[start of TASK INPUTS]

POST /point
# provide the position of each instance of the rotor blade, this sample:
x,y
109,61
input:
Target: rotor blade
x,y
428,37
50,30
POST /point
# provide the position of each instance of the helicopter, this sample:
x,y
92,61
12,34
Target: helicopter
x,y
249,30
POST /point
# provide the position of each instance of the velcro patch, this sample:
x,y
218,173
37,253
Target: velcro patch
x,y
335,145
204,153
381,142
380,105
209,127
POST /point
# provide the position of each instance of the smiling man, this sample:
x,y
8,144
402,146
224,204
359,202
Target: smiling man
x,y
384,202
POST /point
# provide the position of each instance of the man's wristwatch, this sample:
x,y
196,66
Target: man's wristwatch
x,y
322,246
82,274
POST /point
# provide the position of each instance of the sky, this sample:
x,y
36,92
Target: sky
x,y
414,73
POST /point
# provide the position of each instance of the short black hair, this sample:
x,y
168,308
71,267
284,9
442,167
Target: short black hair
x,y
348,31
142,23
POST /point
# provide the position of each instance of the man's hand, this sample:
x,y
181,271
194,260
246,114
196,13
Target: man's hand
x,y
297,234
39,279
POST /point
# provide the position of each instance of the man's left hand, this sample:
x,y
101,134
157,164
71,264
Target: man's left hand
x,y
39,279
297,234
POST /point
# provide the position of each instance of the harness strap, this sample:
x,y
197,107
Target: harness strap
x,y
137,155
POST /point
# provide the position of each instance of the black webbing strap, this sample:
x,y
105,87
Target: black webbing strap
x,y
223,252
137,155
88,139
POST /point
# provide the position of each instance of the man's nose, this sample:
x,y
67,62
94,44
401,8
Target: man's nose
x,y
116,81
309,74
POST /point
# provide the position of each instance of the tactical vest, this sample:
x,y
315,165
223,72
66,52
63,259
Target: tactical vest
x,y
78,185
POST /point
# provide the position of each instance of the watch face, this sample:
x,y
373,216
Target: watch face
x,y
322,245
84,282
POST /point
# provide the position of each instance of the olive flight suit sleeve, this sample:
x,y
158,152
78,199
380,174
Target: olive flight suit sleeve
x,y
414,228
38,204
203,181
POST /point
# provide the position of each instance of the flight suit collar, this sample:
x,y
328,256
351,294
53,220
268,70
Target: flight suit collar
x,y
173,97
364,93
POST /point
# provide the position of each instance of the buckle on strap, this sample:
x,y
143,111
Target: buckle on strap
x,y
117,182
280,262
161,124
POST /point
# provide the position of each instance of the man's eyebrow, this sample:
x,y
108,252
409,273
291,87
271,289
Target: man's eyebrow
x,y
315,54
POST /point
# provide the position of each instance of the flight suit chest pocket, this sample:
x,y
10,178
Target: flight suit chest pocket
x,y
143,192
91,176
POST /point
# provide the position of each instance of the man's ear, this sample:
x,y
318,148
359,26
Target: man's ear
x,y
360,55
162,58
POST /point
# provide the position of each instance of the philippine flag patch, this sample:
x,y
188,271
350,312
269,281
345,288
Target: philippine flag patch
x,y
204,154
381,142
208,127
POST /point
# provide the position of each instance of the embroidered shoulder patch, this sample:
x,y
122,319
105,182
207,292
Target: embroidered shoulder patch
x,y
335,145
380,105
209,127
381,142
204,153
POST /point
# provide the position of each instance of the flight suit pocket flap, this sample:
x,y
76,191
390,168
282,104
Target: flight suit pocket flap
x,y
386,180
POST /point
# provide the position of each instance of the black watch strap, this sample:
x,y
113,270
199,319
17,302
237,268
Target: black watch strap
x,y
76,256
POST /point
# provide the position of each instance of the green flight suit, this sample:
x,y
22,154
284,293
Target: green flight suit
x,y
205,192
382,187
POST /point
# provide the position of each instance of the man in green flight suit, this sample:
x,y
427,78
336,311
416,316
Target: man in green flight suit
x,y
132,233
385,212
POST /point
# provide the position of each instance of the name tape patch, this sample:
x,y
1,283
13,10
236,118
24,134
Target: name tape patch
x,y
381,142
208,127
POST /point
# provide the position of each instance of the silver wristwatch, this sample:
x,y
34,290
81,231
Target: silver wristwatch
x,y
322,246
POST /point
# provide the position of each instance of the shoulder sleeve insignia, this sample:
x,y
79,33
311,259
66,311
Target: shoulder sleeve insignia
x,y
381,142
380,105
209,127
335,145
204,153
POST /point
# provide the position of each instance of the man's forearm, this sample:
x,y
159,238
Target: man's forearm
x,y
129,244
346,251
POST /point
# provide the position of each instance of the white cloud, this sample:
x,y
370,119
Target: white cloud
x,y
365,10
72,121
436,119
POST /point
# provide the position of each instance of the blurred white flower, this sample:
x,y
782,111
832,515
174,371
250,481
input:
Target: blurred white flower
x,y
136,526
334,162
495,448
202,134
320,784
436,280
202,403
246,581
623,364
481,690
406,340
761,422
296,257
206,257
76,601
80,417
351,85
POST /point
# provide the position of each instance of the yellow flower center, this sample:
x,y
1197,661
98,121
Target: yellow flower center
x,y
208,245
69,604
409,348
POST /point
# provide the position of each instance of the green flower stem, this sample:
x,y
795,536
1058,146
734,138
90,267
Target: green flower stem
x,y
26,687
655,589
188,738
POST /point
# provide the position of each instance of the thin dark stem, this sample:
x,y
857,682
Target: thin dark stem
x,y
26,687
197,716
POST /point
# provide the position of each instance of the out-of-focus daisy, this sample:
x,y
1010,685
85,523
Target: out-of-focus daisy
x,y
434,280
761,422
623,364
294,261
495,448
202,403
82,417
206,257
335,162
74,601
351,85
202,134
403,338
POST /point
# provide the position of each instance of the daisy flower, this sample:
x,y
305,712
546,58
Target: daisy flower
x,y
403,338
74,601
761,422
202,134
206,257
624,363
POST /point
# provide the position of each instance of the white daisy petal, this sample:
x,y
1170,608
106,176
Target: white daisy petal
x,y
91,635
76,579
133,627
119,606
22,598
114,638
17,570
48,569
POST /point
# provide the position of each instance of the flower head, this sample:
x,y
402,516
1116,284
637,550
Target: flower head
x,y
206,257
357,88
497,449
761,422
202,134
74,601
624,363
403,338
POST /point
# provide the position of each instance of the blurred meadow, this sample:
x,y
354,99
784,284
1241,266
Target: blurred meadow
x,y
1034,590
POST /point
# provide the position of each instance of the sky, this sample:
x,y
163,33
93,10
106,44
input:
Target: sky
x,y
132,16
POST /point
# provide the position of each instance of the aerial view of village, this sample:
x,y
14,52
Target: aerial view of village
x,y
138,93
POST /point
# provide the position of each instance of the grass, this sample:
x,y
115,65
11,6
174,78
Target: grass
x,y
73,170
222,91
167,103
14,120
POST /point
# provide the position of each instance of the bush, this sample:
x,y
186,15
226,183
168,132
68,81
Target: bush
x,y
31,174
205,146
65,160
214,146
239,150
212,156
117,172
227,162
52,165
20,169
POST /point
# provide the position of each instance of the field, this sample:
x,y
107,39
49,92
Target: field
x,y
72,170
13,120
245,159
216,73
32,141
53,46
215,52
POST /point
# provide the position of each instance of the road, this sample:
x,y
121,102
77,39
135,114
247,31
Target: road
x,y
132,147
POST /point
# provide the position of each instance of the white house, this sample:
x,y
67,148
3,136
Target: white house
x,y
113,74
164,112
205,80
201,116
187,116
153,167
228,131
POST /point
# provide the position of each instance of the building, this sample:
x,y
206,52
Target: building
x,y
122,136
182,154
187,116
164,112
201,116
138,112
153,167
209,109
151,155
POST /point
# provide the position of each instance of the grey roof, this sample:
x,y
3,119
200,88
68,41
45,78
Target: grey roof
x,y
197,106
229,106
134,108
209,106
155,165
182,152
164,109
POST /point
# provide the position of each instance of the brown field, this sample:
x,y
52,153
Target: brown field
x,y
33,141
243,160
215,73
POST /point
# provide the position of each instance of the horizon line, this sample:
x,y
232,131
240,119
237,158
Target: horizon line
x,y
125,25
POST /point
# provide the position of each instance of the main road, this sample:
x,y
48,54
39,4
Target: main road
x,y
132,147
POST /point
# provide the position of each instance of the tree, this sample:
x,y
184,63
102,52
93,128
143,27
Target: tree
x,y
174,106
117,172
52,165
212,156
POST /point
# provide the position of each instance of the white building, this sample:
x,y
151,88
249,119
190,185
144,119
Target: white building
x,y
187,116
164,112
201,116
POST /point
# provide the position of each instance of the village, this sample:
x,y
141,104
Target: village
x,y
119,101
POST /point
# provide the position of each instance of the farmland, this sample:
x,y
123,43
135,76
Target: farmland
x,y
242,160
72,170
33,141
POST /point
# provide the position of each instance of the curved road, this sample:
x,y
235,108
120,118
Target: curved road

[end of TASK INPUTS]

--- GIVEN EXERCISE ---
How many lines of the items above contain the string "velcro"? Give only the number.

--- RESPONSE TO THIS TASK ---
2